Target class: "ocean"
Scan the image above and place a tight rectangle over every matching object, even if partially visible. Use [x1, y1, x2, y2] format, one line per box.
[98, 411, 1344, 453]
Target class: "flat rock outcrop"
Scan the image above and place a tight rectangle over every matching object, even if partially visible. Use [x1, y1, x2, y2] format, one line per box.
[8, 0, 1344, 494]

*****

■ **What you will do**: Return each line of the listing above verbatim, in the same order, with nothing added or removed.

■ **Final result**:
Target class: "ocean"
Scan the image above and place a tight rectangle over every matching object, even if partially visible. Use [x1, y1, x2, y2] format, one line per box.
[98, 411, 1344, 453]
Target class: "flat rock outcrop"
Scan the image above and place a tight rectangle over every matching object, even if partially visible. Use [x1, y1, x2, y2] format, one line per box.
[8, 0, 1344, 494]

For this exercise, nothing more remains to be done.